- _RECORDS FOR PROCESSING_:
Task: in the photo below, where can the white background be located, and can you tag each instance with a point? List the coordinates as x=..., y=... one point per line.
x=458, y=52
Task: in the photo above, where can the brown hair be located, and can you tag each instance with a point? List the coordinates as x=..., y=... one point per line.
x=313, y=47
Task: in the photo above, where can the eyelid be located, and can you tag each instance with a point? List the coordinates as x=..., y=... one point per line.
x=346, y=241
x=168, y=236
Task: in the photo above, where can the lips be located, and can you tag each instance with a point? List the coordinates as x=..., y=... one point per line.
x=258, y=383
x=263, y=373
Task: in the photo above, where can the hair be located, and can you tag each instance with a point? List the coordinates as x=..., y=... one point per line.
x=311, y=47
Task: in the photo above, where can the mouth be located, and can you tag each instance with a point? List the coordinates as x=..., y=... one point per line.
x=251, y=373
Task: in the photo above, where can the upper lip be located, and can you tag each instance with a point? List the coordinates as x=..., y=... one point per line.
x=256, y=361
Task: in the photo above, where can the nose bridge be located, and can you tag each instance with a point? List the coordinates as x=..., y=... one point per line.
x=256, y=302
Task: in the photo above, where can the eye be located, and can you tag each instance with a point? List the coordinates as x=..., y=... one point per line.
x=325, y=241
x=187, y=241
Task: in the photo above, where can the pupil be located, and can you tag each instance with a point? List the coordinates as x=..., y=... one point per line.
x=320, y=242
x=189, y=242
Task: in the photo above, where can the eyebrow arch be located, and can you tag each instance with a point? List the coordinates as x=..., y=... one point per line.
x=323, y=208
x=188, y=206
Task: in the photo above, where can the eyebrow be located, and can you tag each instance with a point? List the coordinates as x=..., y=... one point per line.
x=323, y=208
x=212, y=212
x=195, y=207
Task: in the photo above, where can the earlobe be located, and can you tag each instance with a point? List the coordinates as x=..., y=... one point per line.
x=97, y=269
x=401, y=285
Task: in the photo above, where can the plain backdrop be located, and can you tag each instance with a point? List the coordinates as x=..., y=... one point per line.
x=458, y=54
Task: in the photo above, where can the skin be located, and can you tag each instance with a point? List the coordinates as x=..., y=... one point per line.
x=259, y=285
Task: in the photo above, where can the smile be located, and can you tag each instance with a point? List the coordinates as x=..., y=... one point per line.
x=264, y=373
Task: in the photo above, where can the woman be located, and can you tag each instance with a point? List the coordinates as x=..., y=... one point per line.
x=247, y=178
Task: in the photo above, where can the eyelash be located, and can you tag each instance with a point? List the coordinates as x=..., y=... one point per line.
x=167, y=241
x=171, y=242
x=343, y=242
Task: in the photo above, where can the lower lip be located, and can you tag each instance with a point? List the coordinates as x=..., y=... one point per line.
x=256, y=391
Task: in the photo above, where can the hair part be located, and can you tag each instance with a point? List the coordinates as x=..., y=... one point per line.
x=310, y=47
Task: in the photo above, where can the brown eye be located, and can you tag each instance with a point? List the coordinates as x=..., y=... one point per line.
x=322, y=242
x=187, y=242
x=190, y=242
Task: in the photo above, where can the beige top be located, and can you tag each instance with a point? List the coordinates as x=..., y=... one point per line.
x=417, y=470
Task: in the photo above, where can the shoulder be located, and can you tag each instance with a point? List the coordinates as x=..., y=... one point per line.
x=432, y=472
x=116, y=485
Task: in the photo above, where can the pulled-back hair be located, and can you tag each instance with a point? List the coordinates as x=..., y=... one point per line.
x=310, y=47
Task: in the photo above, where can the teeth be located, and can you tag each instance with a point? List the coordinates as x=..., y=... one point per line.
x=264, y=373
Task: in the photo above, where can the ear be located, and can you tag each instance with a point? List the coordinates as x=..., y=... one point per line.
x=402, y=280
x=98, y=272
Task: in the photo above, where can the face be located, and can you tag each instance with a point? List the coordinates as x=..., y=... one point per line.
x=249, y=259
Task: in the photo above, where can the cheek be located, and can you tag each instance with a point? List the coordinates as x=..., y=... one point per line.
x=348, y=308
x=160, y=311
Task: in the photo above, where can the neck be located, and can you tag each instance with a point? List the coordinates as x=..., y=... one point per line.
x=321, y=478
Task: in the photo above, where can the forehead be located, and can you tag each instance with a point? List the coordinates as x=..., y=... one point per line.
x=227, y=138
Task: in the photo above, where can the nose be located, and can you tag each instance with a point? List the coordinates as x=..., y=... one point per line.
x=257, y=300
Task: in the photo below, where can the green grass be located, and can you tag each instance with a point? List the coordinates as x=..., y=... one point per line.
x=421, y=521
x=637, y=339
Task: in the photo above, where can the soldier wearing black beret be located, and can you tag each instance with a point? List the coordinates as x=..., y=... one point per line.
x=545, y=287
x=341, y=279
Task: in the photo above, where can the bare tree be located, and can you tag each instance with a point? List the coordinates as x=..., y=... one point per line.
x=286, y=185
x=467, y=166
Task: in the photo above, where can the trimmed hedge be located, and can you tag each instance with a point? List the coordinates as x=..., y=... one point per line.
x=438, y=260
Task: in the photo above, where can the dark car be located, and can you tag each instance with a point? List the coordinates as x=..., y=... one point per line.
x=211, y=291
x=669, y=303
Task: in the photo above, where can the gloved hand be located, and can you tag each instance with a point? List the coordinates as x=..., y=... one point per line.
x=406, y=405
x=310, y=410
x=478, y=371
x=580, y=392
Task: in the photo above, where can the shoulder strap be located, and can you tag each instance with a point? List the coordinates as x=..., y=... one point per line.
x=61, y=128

- _DESCRIPTION OF THE TASK_: Repeat the data. Every word must match.

- _RESPONSE AREA_:
Task: in the photo below, where can the white background be located, and can you tag each instance with a point? List the coordinates as x=..., y=... one point per line.
x=458, y=52
Task: in the photo above, where can the brown hair be located, and can you tag each instance with a point? List the coordinates as x=..., y=... one point per line.
x=313, y=47
Task: in the photo above, where can the eyelid be located, and can you tag each instance with a point? List the coordinates as x=..., y=... one point per line.
x=346, y=241
x=168, y=236
Task: in the photo above, where can the lips be located, and can you tag each instance with a point? List the coordinates as x=..., y=... one point per line.
x=258, y=383
x=263, y=373
Task: in the photo above, where can the hair be located, and can you tag each instance with a point? List the coordinates as x=..., y=... one point per line.
x=311, y=47
Task: in the photo above, where can the mouth be located, and can you tag each instance with a point? List the coordinates as x=..., y=... one point per line.
x=251, y=373
Task: in the photo above, where can the upper lip be located, and can you tag each instance with a point? List the coordinates as x=..., y=... one point per line.
x=256, y=361
Task: in the photo above, where can the nose bridge be located, and can you tag each instance with a point? List the coordinates as x=..., y=... one point per line.
x=256, y=302
Task: in the photo above, where can the eye be located, and can you tag each instance with a point? List the coordinates as x=..., y=... one point per line.
x=325, y=241
x=187, y=241
Task: in the photo above, where can the pupil be located, and can you tag each instance with a point? List the coordinates as x=..., y=... one point per line.
x=320, y=242
x=189, y=242
Task: in the photo above, where can the eyebrow arch be located, and can you tag each instance with a point? List the coordinates as x=..., y=... one point per line.
x=323, y=208
x=188, y=206
Task: in the photo above, where can the eyebrow be located, and can you tag each instance with a point? List the coordinates as x=..., y=... one point per line.
x=323, y=208
x=212, y=212
x=195, y=207
Task: in the photo above, where can the earlobe be located, and can you tag each instance with a point? List the coordinates as x=..., y=... one point per line.
x=97, y=269
x=401, y=285
Task: in the photo above, where can the plain backdrop be located, and can you tag each instance with a point? List the coordinates as x=..., y=... one point per line.
x=458, y=54
Task: in the photo above, where can the skin be located, and can you tag each instance with a point? List the coordinates as x=..., y=... one point per line.
x=259, y=285
Task: in the photo above, where can the smile be located, and can you tag each instance with a point? List the coordinates as x=..., y=... one point per line.
x=264, y=373
Task: in the photo above, where can the woman be located, and can you tag each instance with a point? List the coordinates as x=..., y=... one point per line.
x=247, y=178
Task: in the photo above, where can the eyelash be located, and can you tag each instance with a point? List the coordinates as x=..., y=... one point per line.
x=167, y=241
x=171, y=242
x=343, y=242
Task: in the photo above, where can the lower lip be located, and can you tag each instance with a point? List the coordinates as x=..., y=... one point per line.
x=256, y=391
Task: in the photo above, where can the hair part be located, and can you tag each instance with a point? List the coordinates as x=..., y=... one point per line.
x=310, y=47
Task: in the photo above, where can the brown eye be located, and can you tag each instance with a point? List the coordinates as x=..., y=... one point per line.
x=322, y=242
x=187, y=242
x=190, y=242
Task: in the photo above, where can the beige top be located, and can you tag each instance with a point? List the coordinates as x=..., y=... one point per line.
x=417, y=470
Task: in the photo above, where can the shoulder be located, and can you tag each instance with a point? List the coordinates as x=..., y=... one point per line.
x=432, y=472
x=116, y=485
Task: in the photo above, where can the pulled-back hair be located, and can you tag each instance with a point? List the coordinates as x=..., y=... one point per line.
x=310, y=47
Task: in the photo above, where can the teeth be located, and can you tag each instance with a point? List the coordinates as x=..., y=... one point per line.
x=264, y=373
Task: in the photo above, where can the ear be located, and can you tag each instance with a point? List the coordinates as x=..., y=... one point per line.
x=402, y=280
x=98, y=272
Task: in the photo above, where can the face be located, and can you tag each instance with a point? List the coordinates as x=..., y=... one point per line.
x=249, y=259
Task: in the photo above, where can the cheek be located, and can you tag each instance with a point? List the coordinates as x=..., y=... one point per line.
x=348, y=308
x=160, y=311
Task: in the photo above, where can the neck be located, and can you tag each instance with a point? List the coordinates as x=..., y=... one point per line.
x=321, y=478
Task: in the photo above, where can the forehead be located, and can you tag each instance with a point? List the coordinates as x=..., y=... one point per line.
x=227, y=138
Task: in the photo above, where can the nose be located, and can you tag each instance with a point? List the coordinates as x=..., y=... one point per line.
x=257, y=300
Task: in the photo below, where can the green grass be located, and can you tag each instance with a point? List the coordinates as x=..., y=... one point per line.
x=421, y=521
x=637, y=339
Task: in the photo above, where can the soldier wearing black beret be located, and can you tag each instance with a point? List the coordinates as x=..., y=... one point per line.
x=545, y=287
x=341, y=279
Task: in the photo above, where can the bare tree be located, and can you tag each instance with a point? List the coordinates as x=..., y=... one point per line.
x=286, y=185
x=467, y=166
Task: in the photo above, where can the trimmed hedge be located, and can you tag each instance with a point? List the coordinates as x=..., y=... one point per line.
x=438, y=260
Task: in the photo above, where can the dark car be located, and can you tag each instance with a point? List the coordinates as x=..., y=... one point per line.
x=211, y=291
x=669, y=303
Task: in the photo above, where can the gloved hand be located, and can you tag each instance with a point? List the coordinates as x=..., y=... one point per line.
x=406, y=405
x=310, y=410
x=478, y=371
x=580, y=392
Task: in the photo above, where can the shoulder strap be located, and can you tag each instance with a point? List the coordinates as x=..., y=... one point per line.
x=61, y=128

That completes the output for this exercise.